====== Data records

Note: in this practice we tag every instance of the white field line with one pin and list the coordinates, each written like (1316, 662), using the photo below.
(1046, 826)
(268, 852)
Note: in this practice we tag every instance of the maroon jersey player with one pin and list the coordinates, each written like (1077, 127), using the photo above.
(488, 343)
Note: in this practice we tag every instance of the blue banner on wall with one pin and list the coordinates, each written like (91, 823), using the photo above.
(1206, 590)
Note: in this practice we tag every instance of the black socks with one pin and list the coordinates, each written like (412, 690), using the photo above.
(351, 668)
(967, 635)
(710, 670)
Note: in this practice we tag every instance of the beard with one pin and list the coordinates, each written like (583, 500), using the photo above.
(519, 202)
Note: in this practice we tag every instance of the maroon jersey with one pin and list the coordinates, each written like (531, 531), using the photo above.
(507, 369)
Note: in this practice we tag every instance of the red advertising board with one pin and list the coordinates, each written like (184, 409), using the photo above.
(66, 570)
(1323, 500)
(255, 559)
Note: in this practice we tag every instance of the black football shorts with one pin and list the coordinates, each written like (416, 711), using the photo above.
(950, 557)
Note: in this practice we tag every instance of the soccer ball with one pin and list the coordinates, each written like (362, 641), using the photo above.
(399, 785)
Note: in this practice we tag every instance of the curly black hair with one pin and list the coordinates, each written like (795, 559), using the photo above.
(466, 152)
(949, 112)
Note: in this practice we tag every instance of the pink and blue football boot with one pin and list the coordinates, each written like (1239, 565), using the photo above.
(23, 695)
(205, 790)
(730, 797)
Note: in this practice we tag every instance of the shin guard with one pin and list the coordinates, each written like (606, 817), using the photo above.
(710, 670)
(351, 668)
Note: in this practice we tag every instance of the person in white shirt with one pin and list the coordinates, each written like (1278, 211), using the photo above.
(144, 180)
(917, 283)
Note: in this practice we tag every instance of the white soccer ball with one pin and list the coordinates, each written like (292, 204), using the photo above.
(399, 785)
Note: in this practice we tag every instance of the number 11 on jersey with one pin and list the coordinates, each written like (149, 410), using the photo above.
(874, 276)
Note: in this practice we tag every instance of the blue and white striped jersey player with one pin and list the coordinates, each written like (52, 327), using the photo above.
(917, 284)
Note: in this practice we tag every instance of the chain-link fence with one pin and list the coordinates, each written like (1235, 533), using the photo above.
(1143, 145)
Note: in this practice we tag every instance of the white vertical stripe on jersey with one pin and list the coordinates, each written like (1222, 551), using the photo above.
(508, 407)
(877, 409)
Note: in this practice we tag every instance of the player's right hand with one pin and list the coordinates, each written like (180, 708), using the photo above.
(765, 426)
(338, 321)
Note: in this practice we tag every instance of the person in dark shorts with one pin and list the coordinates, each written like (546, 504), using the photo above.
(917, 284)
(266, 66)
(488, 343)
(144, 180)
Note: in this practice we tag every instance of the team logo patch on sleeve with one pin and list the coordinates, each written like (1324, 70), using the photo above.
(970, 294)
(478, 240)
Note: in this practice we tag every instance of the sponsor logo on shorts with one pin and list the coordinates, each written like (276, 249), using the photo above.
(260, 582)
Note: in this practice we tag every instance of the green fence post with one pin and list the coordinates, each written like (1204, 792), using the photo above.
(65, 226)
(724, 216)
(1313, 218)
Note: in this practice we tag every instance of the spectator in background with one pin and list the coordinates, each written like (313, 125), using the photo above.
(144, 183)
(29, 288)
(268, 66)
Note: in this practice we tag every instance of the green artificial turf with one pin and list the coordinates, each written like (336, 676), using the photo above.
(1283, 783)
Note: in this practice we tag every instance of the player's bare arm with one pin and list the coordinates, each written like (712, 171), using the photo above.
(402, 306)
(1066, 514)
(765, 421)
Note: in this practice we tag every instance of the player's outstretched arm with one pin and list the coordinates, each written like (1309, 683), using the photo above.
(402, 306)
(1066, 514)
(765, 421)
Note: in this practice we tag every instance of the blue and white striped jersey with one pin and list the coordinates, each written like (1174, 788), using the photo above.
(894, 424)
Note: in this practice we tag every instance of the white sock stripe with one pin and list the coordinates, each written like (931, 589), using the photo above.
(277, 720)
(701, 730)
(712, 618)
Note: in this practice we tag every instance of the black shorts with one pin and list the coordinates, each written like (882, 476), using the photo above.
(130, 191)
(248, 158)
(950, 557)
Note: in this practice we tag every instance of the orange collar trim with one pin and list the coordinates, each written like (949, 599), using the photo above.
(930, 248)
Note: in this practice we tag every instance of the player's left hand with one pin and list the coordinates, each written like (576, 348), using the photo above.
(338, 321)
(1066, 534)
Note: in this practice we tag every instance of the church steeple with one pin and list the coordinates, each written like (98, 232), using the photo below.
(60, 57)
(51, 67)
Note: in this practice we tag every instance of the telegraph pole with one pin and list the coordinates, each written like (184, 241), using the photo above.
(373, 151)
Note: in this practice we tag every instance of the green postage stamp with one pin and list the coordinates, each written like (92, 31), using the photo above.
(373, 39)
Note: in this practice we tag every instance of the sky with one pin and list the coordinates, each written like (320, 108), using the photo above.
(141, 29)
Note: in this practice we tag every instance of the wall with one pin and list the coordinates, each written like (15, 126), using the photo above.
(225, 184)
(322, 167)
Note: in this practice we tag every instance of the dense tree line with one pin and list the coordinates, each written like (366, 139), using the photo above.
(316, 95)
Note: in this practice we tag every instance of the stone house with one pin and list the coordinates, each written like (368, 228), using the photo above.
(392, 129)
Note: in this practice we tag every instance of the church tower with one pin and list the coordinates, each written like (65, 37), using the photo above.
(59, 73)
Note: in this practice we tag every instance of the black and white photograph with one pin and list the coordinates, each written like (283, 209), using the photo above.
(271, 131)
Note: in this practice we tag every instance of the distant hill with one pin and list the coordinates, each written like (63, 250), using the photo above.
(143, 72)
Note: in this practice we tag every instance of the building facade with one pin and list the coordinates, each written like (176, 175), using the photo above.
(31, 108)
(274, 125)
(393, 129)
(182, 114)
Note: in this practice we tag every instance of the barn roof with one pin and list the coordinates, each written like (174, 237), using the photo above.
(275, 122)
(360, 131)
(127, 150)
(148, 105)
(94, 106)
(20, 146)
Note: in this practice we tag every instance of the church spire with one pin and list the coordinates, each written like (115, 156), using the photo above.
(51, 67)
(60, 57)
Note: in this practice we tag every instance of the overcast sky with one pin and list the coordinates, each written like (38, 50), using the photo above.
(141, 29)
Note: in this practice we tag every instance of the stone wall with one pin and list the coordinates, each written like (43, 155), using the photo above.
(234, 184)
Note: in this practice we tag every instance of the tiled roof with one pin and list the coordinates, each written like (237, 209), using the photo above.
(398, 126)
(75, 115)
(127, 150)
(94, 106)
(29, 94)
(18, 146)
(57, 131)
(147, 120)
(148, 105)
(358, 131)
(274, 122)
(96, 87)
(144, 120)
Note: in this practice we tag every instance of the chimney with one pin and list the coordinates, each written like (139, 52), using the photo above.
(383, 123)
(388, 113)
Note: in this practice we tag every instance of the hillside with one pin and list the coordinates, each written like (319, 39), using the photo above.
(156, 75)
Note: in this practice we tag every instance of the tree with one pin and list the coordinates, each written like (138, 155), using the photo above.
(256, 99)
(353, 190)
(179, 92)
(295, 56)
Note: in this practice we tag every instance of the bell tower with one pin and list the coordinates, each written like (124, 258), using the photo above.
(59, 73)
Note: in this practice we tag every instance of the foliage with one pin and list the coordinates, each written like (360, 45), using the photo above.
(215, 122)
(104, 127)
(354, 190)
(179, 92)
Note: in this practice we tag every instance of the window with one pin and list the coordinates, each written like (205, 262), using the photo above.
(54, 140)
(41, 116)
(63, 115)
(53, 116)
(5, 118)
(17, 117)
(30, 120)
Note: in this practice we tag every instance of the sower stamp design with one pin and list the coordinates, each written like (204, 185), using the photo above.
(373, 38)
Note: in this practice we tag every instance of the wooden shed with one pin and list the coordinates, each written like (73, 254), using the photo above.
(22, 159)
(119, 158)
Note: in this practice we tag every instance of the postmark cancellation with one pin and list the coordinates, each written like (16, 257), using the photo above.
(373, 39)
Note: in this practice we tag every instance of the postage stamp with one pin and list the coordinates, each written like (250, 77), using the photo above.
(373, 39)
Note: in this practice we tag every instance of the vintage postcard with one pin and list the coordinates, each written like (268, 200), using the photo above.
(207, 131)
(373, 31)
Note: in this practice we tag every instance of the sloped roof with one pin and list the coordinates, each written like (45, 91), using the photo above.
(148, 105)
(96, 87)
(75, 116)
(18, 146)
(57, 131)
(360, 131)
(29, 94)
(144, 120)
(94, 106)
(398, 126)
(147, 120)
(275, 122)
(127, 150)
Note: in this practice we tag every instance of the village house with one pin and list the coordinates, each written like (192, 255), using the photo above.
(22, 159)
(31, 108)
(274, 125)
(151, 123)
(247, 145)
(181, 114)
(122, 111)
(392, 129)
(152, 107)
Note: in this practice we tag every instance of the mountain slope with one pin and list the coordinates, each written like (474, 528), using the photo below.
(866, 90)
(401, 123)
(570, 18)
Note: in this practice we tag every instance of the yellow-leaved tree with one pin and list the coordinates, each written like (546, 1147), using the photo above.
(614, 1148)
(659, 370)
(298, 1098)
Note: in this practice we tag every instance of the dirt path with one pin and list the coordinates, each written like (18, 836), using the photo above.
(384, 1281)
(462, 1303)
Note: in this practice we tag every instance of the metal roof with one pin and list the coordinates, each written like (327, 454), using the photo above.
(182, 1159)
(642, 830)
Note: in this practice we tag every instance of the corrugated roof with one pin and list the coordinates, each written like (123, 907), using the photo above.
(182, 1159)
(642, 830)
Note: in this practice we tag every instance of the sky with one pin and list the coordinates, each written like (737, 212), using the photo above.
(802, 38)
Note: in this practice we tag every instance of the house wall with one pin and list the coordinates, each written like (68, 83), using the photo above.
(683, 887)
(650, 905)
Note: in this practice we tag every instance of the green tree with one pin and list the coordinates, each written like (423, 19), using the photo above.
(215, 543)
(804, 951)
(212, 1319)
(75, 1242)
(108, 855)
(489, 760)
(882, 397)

============

▸ Task objective
All lines from the one containing "Note: in this practice we tag every instance of the postage" through the final line of the listing above are to be reproduced exactly; include both and add nothing.

▸ Finished exercise
Note: in this practice we tag every instance of the postage stamp with one pin and list the coordinates, each written like (250, 77), using the photo above.
(373, 39)
Note: in this practice we tag every instance of the vintage postcard with one pin and list the coordinates, each written like (268, 200), using the photo above.
(207, 131)
(373, 31)
Note: in this practice we tag every instance of the sloped roof with one pin and list the coordinates, each written like (45, 91), using the photo above.
(148, 105)
(96, 87)
(75, 116)
(18, 146)
(57, 131)
(360, 131)
(29, 94)
(144, 120)
(94, 106)
(398, 126)
(147, 120)
(275, 122)
(127, 150)
Note: in this practice we tag every instance of the village house with one pin and list the coordinates, each written like (192, 255), using the photo above.
(22, 159)
(31, 108)
(274, 125)
(151, 123)
(247, 145)
(181, 114)
(122, 111)
(392, 129)
(152, 107)
Note: in this practice we tag every instance of the mountain slope with one pin and list the coordinates, each written like (474, 528), using the photo below.
(866, 90)
(401, 123)
(570, 18)
Note: in this practice we tag every instance of the yellow-leaved tree with one pin and list the coordinates, each written like (546, 1147), using the photo above.
(614, 1148)
(659, 370)
(298, 1098)
Note: in this practice we tag every instance of the dirt path with one pin and list the coordinates, each written like (18, 836), using the photo above.
(384, 1281)
(462, 1303)
Note: in this practice we tag every instance of the metal roof with one pin and list the coordinates, each written like (327, 454), using the photo above.
(182, 1159)
(642, 830)
Note: in this practice we tag every instance of the corrugated roof with one pin and list the coordinates, each written like (123, 907), using the photo above.
(182, 1159)
(642, 830)
Note: in this practice we tag every instance of the sky with one pin and list the coordinates, each written like (737, 212), using the photo above.
(802, 38)
Note: in this practice we tag every instance of the house wall with one pin and list the coordinates, each written like (68, 83), using the photo above.
(683, 887)
(650, 905)
Note: in this practice we tag every instance of the green tree with one pin and list the coordinates, each written like (423, 19), using the photo above.
(215, 543)
(804, 951)
(212, 1319)
(75, 1242)
(108, 855)
(489, 760)
(882, 397)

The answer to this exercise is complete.